Problem requirements
Your task is to output the data exactly as it stands.

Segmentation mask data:
=== Begin Enclosure ===

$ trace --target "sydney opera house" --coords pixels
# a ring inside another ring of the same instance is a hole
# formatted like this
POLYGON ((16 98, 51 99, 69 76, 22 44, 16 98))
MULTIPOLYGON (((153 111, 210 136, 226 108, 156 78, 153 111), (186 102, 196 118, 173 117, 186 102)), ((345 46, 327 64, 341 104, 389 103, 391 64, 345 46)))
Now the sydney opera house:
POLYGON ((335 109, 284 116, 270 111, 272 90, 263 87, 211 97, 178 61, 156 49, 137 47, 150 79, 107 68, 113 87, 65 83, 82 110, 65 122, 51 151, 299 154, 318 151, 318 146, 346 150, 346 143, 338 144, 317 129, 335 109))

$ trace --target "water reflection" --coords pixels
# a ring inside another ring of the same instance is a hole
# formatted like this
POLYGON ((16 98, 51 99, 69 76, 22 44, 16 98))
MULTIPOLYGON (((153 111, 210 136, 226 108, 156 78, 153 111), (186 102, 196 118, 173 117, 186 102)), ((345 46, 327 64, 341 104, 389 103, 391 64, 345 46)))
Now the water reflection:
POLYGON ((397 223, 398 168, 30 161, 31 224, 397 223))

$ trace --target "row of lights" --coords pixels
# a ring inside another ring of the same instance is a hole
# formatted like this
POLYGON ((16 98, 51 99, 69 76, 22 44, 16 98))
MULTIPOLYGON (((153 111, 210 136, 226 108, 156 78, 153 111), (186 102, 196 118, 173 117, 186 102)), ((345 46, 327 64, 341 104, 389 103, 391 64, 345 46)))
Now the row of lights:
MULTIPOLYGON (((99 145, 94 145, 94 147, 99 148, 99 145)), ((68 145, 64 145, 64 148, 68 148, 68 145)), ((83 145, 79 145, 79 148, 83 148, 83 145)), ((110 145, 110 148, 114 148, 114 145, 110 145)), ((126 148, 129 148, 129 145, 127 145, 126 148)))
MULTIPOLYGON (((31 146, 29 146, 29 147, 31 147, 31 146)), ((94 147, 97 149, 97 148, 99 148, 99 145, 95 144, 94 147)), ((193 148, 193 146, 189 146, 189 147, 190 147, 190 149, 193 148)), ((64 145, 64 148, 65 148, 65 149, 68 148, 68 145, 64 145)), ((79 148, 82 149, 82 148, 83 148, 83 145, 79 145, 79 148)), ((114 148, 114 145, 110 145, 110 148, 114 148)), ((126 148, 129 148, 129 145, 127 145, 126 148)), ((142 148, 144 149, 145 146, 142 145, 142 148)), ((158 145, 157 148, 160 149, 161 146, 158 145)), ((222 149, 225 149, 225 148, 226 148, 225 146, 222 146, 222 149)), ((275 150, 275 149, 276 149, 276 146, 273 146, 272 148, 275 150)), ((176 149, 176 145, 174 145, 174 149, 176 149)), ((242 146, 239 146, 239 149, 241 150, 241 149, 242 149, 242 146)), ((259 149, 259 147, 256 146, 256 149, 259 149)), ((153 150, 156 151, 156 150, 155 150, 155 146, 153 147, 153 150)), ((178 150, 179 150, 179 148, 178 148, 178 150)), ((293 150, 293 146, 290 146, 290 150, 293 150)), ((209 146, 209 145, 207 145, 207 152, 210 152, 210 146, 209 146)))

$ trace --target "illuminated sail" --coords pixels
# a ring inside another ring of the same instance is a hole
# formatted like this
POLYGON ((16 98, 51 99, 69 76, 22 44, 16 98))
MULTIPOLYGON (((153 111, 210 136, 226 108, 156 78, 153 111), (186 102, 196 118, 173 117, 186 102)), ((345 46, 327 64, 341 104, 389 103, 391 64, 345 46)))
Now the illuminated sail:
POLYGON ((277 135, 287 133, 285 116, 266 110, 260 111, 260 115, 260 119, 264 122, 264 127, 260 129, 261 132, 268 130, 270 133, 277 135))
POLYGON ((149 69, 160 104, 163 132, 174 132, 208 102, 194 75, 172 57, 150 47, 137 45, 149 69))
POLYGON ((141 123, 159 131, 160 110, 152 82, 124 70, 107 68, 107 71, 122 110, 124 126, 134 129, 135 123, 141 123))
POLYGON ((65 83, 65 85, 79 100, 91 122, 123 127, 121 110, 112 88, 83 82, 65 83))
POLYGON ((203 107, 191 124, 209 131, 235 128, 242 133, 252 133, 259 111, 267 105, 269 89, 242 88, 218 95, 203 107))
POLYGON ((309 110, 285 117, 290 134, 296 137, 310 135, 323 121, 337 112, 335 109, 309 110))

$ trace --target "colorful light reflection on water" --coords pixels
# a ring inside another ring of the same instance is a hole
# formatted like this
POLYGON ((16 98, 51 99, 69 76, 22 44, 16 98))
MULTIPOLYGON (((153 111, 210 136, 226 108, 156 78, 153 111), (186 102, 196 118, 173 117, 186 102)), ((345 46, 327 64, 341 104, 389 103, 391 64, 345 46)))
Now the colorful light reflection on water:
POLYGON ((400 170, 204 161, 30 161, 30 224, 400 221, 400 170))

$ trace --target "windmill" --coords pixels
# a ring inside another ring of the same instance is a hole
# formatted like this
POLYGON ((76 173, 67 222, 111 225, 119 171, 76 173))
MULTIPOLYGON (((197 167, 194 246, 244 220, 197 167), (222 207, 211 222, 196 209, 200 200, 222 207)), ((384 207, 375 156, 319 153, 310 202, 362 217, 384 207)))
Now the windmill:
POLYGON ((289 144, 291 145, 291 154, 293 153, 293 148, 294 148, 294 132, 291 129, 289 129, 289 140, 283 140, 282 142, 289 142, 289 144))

=== End Enclosure ===

Answer below
$ trace --target "sydney opera house" --coords pixels
# a ring inside another ring of the same instance is a hole
# formatted like this
POLYGON ((16 98, 51 99, 69 76, 22 44, 16 98))
MULTIPOLYGON (((153 111, 210 136, 226 108, 156 78, 153 111), (186 102, 196 118, 173 117, 186 102)), ((345 46, 327 64, 341 104, 389 103, 391 64, 345 46)))
Now the sydney opera house:
POLYGON ((335 109, 284 116, 270 111, 272 90, 263 87, 211 97, 178 61, 156 49, 137 47, 150 79, 107 68, 113 87, 65 83, 82 110, 65 122, 51 151, 299 154, 318 151, 318 146, 346 150, 346 143, 338 144, 317 129, 335 109))

$ trace --target "water reflection" --coords pixels
# a ring inside another ring of the same instance is a hole
# formatted like this
POLYGON ((16 98, 51 99, 69 76, 22 44, 16 98))
MULTIPOLYGON (((153 111, 210 136, 226 108, 156 78, 153 111), (186 102, 196 118, 173 117, 186 102)), ((345 46, 327 64, 341 104, 389 103, 391 64, 345 46)))
Now the water reflection:
POLYGON ((397 223, 398 168, 30 161, 31 224, 397 223))

$ trace --target "row of lights" --coords pixels
# a ring inside another ring of the same instance is a hole
# formatted like this
POLYGON ((16 98, 51 99, 69 76, 22 44, 16 98))
MULTIPOLYGON (((153 111, 210 136, 226 108, 156 78, 153 111), (186 102, 196 118, 173 117, 186 102)), ((345 46, 327 64, 341 104, 389 103, 391 64, 345 46)))
Now the row of lights:
MULTIPOLYGON (((99 145, 94 145, 94 147, 99 148, 99 145)), ((68 145, 64 145, 64 148, 68 148, 68 145)), ((83 145, 79 145, 79 148, 83 148, 83 145)), ((110 145, 110 148, 114 148, 114 145, 110 145)), ((126 148, 129 148, 129 145, 127 145, 126 148)))
MULTIPOLYGON (((31 146, 29 146, 29 147, 31 147, 31 146)), ((94 147, 97 149, 97 148, 99 148, 99 145, 95 144, 94 147)), ((193 148, 193 146, 189 146, 189 147, 190 147, 190 149, 193 148)), ((64 145, 64 148, 65 148, 65 149, 68 148, 68 145, 64 145)), ((79 148, 82 149, 82 148, 83 148, 83 145, 79 145, 79 148)), ((114 148, 114 145, 110 145, 110 148, 114 148)), ((126 148, 129 148, 129 145, 127 145, 126 148)), ((142 148, 144 149, 145 146, 142 145, 142 148)), ((158 145, 157 148, 160 149, 161 146, 158 145)), ((222 149, 225 149, 225 148, 226 148, 225 146, 222 146, 222 149)), ((275 150, 275 149, 276 149, 276 146, 273 146, 272 148, 275 150)), ((176 149, 176 145, 174 145, 174 149, 176 149)), ((242 146, 239 146, 239 149, 241 150, 241 149, 242 149, 242 146)), ((259 149, 259 147, 256 146, 256 149, 259 149)), ((153 150, 156 151, 156 150, 155 150, 155 146, 153 147, 153 150)), ((178 150, 179 150, 179 148, 178 148, 178 150)), ((293 150, 293 146, 290 146, 290 150, 293 150)), ((209 146, 209 145, 207 145, 207 152, 210 152, 210 146, 209 146)))

$ trace --target "illuminated sail" --coords pixels
# a ring inside another ring of the same instance is a hole
# formatted like this
POLYGON ((16 98, 51 99, 69 76, 22 44, 16 98))
MULTIPOLYGON (((153 111, 210 136, 226 108, 156 78, 153 111), (186 102, 196 118, 173 117, 186 102)), ((345 46, 327 64, 341 104, 389 103, 391 64, 345 46)))
Now the illuminated sail:
POLYGON ((277 135, 287 133, 285 116, 266 110, 260 111, 260 115, 260 119, 264 122, 264 127, 260 129, 261 132, 268 130, 270 133, 277 135))
POLYGON ((149 69, 160 104, 163 132, 174 132, 208 102, 194 75, 172 57, 150 47, 137 45, 149 69))
POLYGON ((141 123, 159 131, 160 110, 152 82, 124 70, 107 68, 107 71, 122 110, 124 126, 134 129, 135 123, 141 123))
POLYGON ((65 83, 65 85, 79 100, 91 122, 123 127, 121 110, 112 88, 83 82, 65 83))
POLYGON ((203 107, 191 124, 209 131, 235 128, 242 133, 252 133, 259 111, 267 105, 269 89, 242 88, 218 95, 203 107))
POLYGON ((309 110, 285 117, 290 134, 296 137, 310 135, 323 121, 337 112, 335 109, 309 110))

$ trace --target "colorful light reflection on water" --coords pixels
# a ring inside another ring of the same instance is a hole
# formatted like this
POLYGON ((16 98, 51 99, 69 76, 22 44, 16 98))
MULTIPOLYGON (((153 111, 210 136, 226 108, 156 78, 153 111), (186 102, 196 118, 173 117, 186 102)), ((345 46, 327 64, 341 104, 389 103, 391 64, 345 46)))
Now the colorful light reflection on water:
POLYGON ((400 170, 204 161, 30 161, 30 224, 400 221, 400 170))

$ trace --target "windmill" --coords pixels
# a ring inside another ring of the same instance is a hole
# formatted like this
POLYGON ((76 173, 67 222, 111 225, 119 171, 76 173))
MULTIPOLYGON (((197 167, 194 246, 244 220, 197 167), (222 207, 211 222, 196 209, 200 200, 222 207)), ((384 207, 375 156, 319 153, 310 202, 362 217, 384 207)))
Now the windmill:
POLYGON ((289 144, 291 145, 291 154, 293 153, 293 148, 294 148, 294 132, 291 129, 289 129, 289 140, 283 140, 282 142, 289 142, 289 144))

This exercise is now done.